_Information given_.
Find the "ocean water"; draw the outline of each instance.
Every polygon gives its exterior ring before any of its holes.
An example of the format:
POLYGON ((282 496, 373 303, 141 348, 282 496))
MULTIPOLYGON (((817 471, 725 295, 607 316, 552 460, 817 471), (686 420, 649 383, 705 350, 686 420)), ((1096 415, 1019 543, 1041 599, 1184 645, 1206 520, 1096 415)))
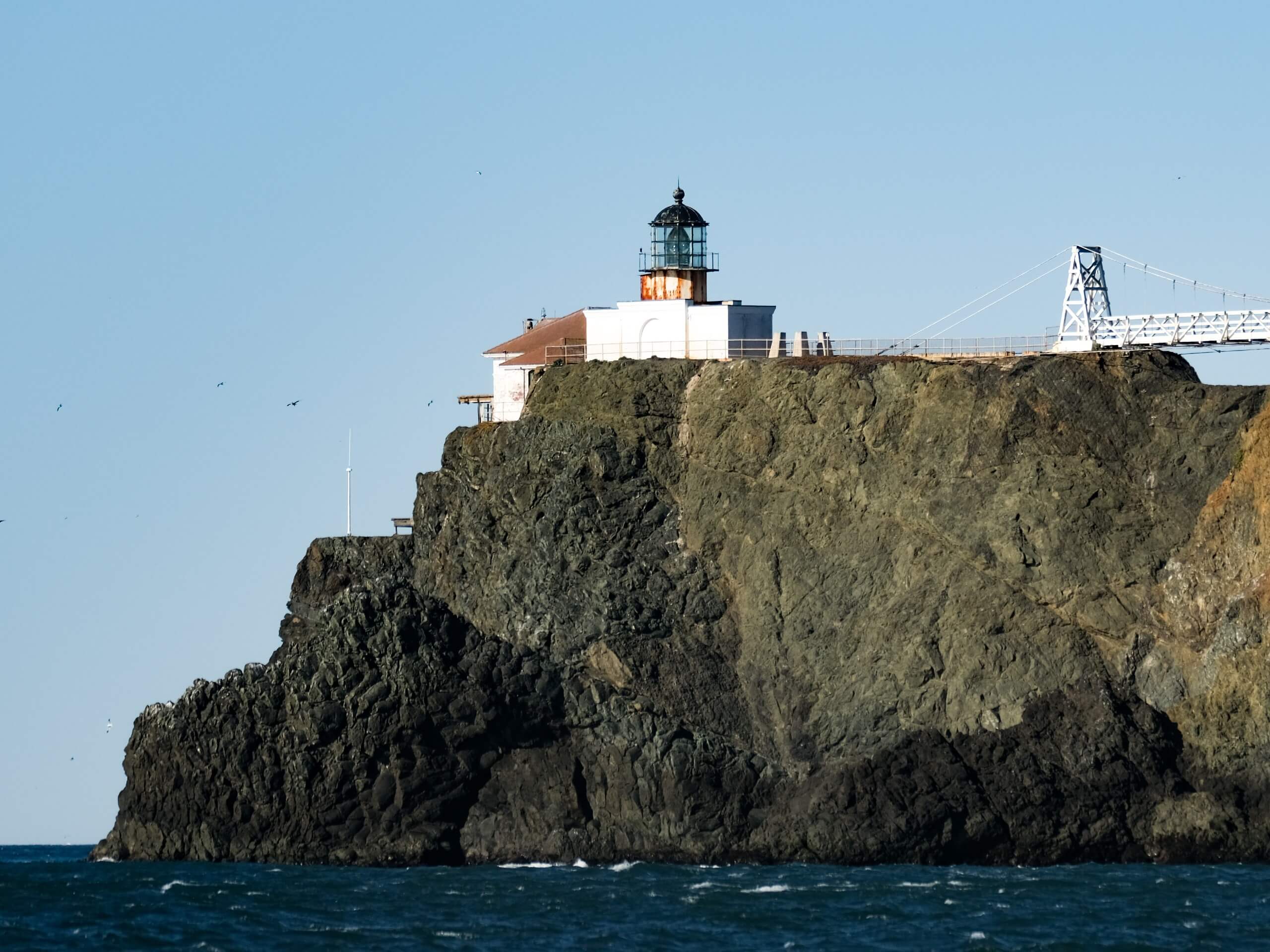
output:
POLYGON ((0 847, 0 948, 1270 947, 1270 867, 88 863, 0 847))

_Work to be completed_.
Format the records above as a numbered list with one line per item, dropping blank lines and leaving out the pictures.

_Written response_.
1. Find the "ocean water"; draw the outline of each instance.
2. Every polygon gives its exterior ring before any of its holes.
3. An example of the format:
4. POLYGON ((282 496, 373 303, 141 348, 282 496))
5. MULTIPOLYGON (((817 471, 725 295, 607 316, 552 460, 817 471), (686 420, 649 383, 705 350, 686 420)), ((1096 415, 1019 543, 1041 599, 1184 645, 1206 520, 1096 415)))
6. output:
7. POLYGON ((0 847, 0 948, 1270 947, 1270 867, 88 863, 0 847))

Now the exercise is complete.